● SUPPLIED MATERIAL
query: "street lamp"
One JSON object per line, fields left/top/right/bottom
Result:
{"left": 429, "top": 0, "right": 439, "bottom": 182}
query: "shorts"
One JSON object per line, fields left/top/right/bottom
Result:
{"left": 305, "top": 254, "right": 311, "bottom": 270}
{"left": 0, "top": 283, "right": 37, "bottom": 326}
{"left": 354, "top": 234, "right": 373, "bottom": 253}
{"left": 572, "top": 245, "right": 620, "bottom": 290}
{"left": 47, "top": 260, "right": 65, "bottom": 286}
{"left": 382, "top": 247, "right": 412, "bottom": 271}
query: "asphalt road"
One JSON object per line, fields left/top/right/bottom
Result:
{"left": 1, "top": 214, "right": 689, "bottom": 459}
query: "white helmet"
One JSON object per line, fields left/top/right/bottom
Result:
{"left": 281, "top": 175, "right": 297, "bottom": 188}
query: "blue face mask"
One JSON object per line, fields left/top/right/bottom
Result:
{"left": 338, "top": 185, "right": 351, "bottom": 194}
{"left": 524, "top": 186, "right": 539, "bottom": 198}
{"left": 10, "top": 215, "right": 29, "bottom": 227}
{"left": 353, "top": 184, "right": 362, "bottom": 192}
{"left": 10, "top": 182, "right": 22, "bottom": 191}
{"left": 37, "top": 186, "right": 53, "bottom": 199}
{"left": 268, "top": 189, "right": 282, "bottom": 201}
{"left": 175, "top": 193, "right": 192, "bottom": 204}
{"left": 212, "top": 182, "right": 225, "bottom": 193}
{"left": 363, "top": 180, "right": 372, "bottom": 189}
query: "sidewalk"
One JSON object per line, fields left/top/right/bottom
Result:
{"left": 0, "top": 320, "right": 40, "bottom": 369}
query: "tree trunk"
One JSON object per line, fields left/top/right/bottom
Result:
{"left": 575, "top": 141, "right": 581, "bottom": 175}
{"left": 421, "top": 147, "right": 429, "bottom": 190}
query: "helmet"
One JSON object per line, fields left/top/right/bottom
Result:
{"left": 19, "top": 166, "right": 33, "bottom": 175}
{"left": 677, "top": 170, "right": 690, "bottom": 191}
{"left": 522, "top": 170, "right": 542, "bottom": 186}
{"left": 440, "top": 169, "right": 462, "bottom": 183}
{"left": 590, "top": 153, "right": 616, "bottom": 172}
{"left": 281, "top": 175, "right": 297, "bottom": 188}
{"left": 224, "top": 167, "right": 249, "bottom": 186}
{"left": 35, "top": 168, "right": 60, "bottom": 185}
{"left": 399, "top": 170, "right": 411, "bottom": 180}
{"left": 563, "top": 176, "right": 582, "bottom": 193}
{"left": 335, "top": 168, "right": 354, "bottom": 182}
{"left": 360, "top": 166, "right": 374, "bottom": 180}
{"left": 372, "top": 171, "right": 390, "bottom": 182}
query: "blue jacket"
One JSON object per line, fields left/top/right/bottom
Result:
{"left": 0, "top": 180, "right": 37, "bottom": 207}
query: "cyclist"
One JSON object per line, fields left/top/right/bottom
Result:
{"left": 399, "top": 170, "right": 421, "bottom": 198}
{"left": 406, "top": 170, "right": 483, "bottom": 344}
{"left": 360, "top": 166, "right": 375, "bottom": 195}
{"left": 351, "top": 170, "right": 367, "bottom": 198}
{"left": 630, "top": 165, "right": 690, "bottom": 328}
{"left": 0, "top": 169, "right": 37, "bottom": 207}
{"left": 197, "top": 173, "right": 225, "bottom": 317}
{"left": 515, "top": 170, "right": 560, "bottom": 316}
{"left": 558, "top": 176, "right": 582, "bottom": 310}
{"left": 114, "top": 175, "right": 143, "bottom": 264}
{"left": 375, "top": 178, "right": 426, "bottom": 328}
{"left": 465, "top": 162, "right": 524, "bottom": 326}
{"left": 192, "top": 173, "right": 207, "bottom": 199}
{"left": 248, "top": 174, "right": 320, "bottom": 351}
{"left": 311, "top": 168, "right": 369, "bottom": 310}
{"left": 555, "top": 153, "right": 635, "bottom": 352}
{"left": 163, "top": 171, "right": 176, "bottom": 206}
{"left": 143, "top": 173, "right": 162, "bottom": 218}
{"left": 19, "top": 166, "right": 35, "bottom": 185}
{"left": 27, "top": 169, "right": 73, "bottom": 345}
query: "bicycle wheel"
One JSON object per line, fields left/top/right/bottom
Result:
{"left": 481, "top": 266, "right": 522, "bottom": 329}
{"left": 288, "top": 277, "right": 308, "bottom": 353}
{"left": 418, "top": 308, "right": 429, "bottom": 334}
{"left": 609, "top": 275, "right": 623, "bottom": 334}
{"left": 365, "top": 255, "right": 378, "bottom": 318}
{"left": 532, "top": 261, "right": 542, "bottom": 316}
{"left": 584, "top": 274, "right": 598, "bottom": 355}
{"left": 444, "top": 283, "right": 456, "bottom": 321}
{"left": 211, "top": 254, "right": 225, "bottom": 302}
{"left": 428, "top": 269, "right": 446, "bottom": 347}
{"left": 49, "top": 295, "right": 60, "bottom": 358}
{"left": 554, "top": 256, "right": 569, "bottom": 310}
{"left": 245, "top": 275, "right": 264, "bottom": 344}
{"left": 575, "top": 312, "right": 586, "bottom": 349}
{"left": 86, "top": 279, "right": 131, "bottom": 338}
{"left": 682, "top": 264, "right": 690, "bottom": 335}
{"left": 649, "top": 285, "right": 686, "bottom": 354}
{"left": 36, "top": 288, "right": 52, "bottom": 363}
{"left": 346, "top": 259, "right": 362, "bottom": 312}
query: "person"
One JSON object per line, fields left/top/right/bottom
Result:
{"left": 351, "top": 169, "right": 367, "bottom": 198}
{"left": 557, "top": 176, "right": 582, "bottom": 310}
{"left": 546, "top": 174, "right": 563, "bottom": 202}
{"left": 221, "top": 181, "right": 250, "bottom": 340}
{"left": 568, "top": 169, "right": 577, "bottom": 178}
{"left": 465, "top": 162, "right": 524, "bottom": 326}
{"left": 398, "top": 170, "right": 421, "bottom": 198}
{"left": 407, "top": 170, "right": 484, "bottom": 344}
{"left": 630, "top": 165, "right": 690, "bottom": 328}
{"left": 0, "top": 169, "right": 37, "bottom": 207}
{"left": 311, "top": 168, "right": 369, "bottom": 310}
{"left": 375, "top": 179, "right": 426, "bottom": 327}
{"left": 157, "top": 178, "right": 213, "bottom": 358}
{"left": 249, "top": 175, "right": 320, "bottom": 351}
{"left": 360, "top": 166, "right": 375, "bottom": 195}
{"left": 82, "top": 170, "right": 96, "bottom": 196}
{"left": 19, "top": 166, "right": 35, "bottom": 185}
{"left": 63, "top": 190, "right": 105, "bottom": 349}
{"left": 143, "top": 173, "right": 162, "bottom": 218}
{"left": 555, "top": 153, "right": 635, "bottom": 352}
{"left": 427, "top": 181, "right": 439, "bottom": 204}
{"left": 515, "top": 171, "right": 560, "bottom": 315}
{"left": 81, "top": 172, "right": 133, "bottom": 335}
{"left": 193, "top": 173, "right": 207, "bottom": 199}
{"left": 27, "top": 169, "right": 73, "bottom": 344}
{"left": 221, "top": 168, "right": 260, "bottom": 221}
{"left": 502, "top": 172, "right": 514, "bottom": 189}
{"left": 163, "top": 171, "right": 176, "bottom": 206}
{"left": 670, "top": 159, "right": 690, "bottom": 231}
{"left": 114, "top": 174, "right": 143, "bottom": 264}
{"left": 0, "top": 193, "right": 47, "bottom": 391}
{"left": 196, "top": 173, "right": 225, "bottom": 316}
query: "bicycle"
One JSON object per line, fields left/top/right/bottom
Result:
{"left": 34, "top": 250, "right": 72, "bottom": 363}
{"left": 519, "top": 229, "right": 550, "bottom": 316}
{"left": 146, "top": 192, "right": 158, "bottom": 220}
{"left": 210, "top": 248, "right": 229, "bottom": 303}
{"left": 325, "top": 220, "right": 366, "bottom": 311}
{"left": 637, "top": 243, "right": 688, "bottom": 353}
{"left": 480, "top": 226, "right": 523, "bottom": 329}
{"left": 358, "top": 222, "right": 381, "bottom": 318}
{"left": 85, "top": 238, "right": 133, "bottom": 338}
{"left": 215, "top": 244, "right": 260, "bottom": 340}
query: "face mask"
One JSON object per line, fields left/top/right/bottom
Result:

● WHAT YOU NEED TO DO
A complete answer gives every line of the records holding "face".

● PROBLEM SOLUTION
query: "blue face mask"
query: "face mask"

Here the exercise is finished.